* [TEXTE SOURCE]:
Éditorial

À la pluralité des fonctions et des modes d'exercice des activités culturelles et des besoins d'information, les bibliothèques tentent de répondre en diversifiant leurs missions et leur offre. La multiplicité des techniques, savoir-faire et réflexions nécessaires ne peut alors que croître, et leur maîtrise devient un véritable pari qui nécessite une interrogation collective.

Du côté de l'offre de documents, plusieurs exemples sont ici proposés.

Un lieu est aussi familier aux professionnels qu'il est mal connu : la réserve. Les réserves existent dans la plupart des bibliothèques importantes et pourtant il paraît presque impossible de dresser un tableau exact de leurs contenus, de leurs règles de fonctionnement, des rythmes, modes et critères d'accroissement de leurs fonds. Une approche tente ici de lever un premier voile sur cet espace familier et méconnu.

Un autre exemple concerne la question, très actuelle, de la conversion rétrospective des notices bibliographiques. Il est alors utile de tenter un bilan des manières dont ces rétroconversions ont pu être menées ailleurs, dans des pays qui en ont fait l'expérience et tiré des leçons. Un tel bilan appelle à une grande précision dans la définition des objectifs, des méthodes et des moyens envisagés, à une rigoureuse planification, et sans doute aussi à un refus d'un perfectionnisme dont on sait qu'il est bien souvent paralysant. Faute de pouvoir atteindre la perfection, savourons les vertus d'un pragmatisme efficace et méditons les recommandations de nos voisins anglais, dont la dernière n'est pas la moindre : faire simple.

Entrées d'un jeu de données sur l'emplacement d'objets:
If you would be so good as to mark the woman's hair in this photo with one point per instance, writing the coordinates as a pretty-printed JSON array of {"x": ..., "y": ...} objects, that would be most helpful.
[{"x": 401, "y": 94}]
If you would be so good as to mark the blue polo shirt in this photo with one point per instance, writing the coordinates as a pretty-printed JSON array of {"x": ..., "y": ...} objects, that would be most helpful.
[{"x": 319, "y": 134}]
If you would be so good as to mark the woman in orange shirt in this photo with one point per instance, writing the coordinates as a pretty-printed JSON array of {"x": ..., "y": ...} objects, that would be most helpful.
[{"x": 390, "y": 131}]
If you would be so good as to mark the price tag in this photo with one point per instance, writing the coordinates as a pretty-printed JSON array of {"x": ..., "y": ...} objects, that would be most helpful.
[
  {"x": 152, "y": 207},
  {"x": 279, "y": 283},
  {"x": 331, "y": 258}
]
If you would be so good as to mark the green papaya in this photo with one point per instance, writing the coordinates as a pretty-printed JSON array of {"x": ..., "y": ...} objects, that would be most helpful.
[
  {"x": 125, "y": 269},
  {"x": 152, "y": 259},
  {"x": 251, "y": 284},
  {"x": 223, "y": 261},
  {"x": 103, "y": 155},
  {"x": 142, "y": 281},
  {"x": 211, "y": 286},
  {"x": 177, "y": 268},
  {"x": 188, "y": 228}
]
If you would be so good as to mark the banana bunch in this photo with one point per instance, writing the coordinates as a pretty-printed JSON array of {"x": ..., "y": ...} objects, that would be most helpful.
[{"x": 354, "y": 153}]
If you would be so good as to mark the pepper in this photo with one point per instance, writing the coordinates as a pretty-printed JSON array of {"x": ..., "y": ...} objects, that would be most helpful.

* [CONSIGNE]:
Rédigez la suite de l'éditorial consacré aux bibliothèques, en reprenant juste après sa dernière phrase. Les entrées forment un matériau indépendant de l'éditorial.

* [RÉPONSE À LA CONSIGNE]:
Le troisième exemple concerne les mille et une manières de faire connaître les ressources des bibliothèques : en utilisant d'autres médias, presse ou télévision par exemple. Traditionnel, dira-t-on. Beaucoup moins habituel, quand on saura que la Bibliothèque du Congrès compte diffuser à plus d'un million d'exemplaires une revue concernant ses ressources et activités. D'autres modes, plus ambitieux encore, concrétisent les possibilités offertes par les nouvelles technologies de proposer à tous, ici les scolaires, et à distance « toute la mémoire du monde », ou tout au moins l'« American memory ».

La gestion même des services ne peut être envisagée sans l'analyse de l'environnement qui les accompagne. Quelles relations les bibliothèques doivent-elles, par exemple, entretenir avec les librairies ? La question est simple et la réponse peut être consensuelle tant qu'elle ne dépasse pas le niveau des déclarations de principe. On se dit alors solidaires dans la diffusion de l'imprimé. Mais des tensions récentes autour des relations marchandes entre les deux institutions, les librairies locales fournissant une grande part des acquisitions des bibliothèques, posent de réelles questions.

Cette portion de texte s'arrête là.